- [Qué se pide]:
Cambie "pixel coordinates" por "image coordinates" en todas las líneas siguientes y reprodúzcalas sin ninguna otra modificación.
-------------------------
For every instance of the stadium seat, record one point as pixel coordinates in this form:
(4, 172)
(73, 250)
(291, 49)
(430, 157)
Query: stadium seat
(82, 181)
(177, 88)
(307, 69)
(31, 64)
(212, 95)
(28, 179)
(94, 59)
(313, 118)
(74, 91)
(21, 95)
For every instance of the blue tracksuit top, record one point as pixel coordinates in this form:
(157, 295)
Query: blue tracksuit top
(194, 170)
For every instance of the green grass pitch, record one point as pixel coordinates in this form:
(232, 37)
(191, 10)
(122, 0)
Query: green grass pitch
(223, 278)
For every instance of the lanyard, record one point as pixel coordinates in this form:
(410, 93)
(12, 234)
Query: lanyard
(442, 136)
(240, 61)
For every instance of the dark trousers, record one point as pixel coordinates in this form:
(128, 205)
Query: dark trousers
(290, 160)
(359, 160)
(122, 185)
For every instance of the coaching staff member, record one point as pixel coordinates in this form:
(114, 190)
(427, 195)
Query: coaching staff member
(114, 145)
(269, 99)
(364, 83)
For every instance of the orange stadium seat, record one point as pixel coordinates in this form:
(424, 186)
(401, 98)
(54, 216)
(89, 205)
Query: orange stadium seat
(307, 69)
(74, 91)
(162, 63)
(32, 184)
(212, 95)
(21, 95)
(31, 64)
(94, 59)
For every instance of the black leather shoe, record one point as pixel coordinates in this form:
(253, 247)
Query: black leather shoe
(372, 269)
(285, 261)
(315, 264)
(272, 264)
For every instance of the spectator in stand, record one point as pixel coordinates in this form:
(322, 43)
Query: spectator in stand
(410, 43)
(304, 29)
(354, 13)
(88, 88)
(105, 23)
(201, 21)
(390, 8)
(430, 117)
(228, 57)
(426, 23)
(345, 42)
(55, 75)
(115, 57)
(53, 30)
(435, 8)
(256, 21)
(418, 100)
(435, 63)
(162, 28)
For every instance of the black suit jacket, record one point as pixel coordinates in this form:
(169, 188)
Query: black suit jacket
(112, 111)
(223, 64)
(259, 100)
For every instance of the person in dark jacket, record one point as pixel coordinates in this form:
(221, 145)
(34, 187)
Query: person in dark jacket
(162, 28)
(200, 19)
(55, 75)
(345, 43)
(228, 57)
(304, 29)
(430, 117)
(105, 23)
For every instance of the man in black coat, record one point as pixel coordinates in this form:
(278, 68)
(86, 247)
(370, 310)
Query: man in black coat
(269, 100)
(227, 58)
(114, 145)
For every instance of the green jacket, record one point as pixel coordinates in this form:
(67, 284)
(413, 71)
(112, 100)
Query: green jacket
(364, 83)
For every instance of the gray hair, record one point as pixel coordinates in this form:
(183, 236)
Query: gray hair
-------------------------
- [Respuesta desarrollada]:
For every instance of the stadium seat, record one point as image coordinates in this form:
(4, 172)
(73, 250)
(291, 49)
(430, 157)
Query: stadium seat
(82, 181)
(177, 88)
(307, 69)
(31, 64)
(212, 95)
(28, 179)
(94, 59)
(313, 118)
(74, 91)
(21, 95)
For every instance of the blue tracksuit top, record one point as image coordinates in this form:
(157, 295)
Query: blue tracksuit top
(194, 170)
For every instance of the green grass pitch, record one point as image coordinates in this form:
(232, 37)
(191, 10)
(122, 0)
Query: green grass pitch
(223, 278)
For every instance of the lanyard, record one point as image coordinates in this form:
(410, 93)
(12, 234)
Query: lanyard
(442, 136)
(240, 61)
For every instance of the dark trousers, record one point as image coordinates in this form:
(128, 205)
Query: dark trousers
(290, 160)
(359, 160)
(122, 185)
For every instance of the coaching staff member, record one point as image coordinates in this form:
(114, 190)
(427, 195)
Query: coaching staff member
(114, 145)
(269, 99)
(364, 83)
For every instance of the orange stadium seat, record one point as image coordinates in this form:
(424, 186)
(401, 98)
(54, 216)
(89, 205)
Query: orange stadium seat
(307, 69)
(74, 91)
(162, 63)
(32, 184)
(212, 95)
(21, 95)
(31, 64)
(94, 59)
For every instance of the black leather shoe, record one point as image coordinates in this form:
(253, 247)
Query: black leather shoe
(372, 269)
(285, 261)
(315, 264)
(272, 264)
For every instance of the spectator in stand, record one point as image coordinates in this form:
(322, 43)
Query: spectator in stand
(410, 43)
(304, 29)
(354, 13)
(88, 88)
(105, 23)
(201, 21)
(390, 8)
(430, 117)
(228, 57)
(426, 23)
(345, 42)
(55, 75)
(115, 57)
(53, 30)
(435, 8)
(256, 21)
(418, 100)
(435, 63)
(162, 28)
For every instance of the black suit jacket, record one point as image coordinates in this form:
(169, 188)
Query: black suit jacket
(112, 111)
(223, 64)
(259, 100)
For every instance of the person in dark jacket, record one point as image coordinates in this form:
(221, 145)
(34, 187)
Query: person in dark jacket
(162, 28)
(200, 19)
(55, 75)
(345, 43)
(228, 57)
(304, 29)
(430, 117)
(105, 23)
For every instance of the man in black coat, record one point as image coordinates in this form:
(278, 68)
(86, 247)
(370, 310)
Query: man in black coat
(269, 100)
(227, 58)
(114, 145)
For every instance of the green jacket, record one point as image coordinates in this form:
(67, 284)
(413, 71)
(112, 100)
Query: green jacket
(364, 83)
For every instance of the gray hair, record one point as image coordinates in this form:
(183, 236)
Query: gray hair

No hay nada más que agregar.